[Document excerpt — start]
But it's pretty unlikely.
If there were a gene variant that caused homosexuality when the population grew large, then as the population grew, the people with this gene variant would just be outbred by the people without this gene variant. It'd be pretty strong selection pressure against it.
The typical response to this is to invoke group selection as a possible mechanism. Whether group selection has any large effects at all is pretty controversial, and it would have to have a pretty big effect to account for this.
Dubious as it is, this hypothesis has one good thing going for it. It makes predictions that can possibly be tested. Homosexuality should occur more often in crowded conditions. With humans there are obviously other confounding factors (how many people in more liberal, urban areas with denser populations feel comfortable coming out?). Maybe someone could get some data on sheep (I can't think of another species off the top of my head with a high rate of exclusive homosexuality, as opposed to bisexuality)? It would be quite expensive to set up an experiment just for this, but if there's be some way to survey sheep populations living in different conditions, it would at least provide a test for this hypothesis.
[Document excerpt — finish]
# [What to do]
1. In the passage, which species does the writer suggest collecting data on?
2. Please reproduce the passage word for word, starting at "If there were" and ending at "pressure against it.".
You won't need the entries.
[Information — start]
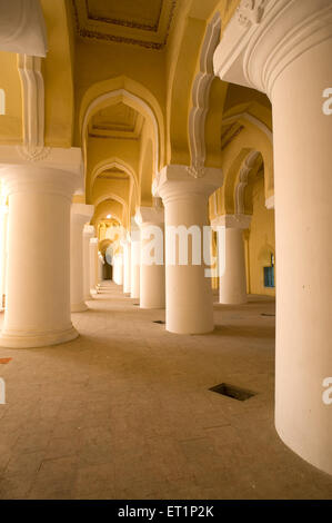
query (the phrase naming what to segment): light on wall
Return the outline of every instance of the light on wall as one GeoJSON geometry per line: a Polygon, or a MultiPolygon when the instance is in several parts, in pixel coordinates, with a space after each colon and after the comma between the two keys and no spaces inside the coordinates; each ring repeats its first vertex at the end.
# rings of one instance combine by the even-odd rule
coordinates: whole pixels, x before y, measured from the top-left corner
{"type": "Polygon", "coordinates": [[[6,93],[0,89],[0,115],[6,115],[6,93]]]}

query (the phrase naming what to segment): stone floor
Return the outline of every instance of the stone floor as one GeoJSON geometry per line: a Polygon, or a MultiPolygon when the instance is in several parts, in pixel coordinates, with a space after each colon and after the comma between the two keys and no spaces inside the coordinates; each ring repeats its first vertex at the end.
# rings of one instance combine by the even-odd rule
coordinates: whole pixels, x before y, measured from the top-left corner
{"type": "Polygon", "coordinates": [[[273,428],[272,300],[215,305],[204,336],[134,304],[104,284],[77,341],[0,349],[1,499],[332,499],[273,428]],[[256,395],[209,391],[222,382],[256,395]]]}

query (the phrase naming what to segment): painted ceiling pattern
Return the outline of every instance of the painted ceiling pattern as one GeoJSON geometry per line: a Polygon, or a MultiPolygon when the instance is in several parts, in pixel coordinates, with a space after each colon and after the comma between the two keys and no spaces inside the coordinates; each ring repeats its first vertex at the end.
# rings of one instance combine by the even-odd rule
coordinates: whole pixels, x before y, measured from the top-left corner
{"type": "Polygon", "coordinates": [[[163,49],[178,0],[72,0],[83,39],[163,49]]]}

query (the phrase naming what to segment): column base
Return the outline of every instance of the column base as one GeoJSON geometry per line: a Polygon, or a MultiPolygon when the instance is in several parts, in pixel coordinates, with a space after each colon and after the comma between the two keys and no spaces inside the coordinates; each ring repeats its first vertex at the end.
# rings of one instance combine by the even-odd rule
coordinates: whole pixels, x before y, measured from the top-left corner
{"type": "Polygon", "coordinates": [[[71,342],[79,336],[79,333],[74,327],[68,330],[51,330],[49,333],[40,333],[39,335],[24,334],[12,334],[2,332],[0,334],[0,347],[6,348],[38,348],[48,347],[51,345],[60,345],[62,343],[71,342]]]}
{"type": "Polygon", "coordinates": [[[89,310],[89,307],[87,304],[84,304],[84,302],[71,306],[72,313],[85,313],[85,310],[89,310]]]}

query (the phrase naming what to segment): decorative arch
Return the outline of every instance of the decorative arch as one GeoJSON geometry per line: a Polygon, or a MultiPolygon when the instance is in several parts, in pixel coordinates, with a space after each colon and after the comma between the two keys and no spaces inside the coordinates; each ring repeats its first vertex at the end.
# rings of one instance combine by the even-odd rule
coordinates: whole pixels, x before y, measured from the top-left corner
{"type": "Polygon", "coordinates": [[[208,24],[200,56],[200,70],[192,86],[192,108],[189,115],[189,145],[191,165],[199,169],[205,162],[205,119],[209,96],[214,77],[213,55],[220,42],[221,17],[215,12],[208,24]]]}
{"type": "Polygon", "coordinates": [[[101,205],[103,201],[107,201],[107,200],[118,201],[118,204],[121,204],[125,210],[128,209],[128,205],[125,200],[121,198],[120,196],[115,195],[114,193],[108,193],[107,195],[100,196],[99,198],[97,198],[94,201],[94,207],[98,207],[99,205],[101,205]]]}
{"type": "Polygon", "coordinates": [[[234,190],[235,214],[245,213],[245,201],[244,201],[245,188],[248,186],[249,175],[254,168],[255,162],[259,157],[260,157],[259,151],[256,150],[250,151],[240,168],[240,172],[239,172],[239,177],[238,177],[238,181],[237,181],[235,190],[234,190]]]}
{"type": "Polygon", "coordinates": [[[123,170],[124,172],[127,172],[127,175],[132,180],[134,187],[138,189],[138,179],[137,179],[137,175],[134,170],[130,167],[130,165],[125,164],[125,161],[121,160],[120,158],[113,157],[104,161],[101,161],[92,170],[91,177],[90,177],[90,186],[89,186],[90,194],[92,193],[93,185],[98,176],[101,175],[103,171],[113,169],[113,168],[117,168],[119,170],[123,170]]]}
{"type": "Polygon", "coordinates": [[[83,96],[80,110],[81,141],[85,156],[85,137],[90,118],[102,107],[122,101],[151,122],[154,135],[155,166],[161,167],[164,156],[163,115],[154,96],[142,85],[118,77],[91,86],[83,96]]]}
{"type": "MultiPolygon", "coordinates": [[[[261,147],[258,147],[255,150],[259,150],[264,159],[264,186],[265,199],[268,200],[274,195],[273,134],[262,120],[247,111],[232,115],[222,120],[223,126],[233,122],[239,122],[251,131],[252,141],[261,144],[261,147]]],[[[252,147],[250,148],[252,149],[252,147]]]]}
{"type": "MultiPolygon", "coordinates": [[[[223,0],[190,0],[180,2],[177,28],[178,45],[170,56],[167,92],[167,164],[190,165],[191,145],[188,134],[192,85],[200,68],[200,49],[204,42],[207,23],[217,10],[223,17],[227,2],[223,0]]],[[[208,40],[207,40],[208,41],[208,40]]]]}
[Information — finish]
# [Answers given]
1. Sheep.

2.
If there were a gene variant that caused homosexuality when the population grew large, then as the population grew, the people with this gene variant would just be outbred by the people without this gene variant. It'd be pretty strong selection pressure against it.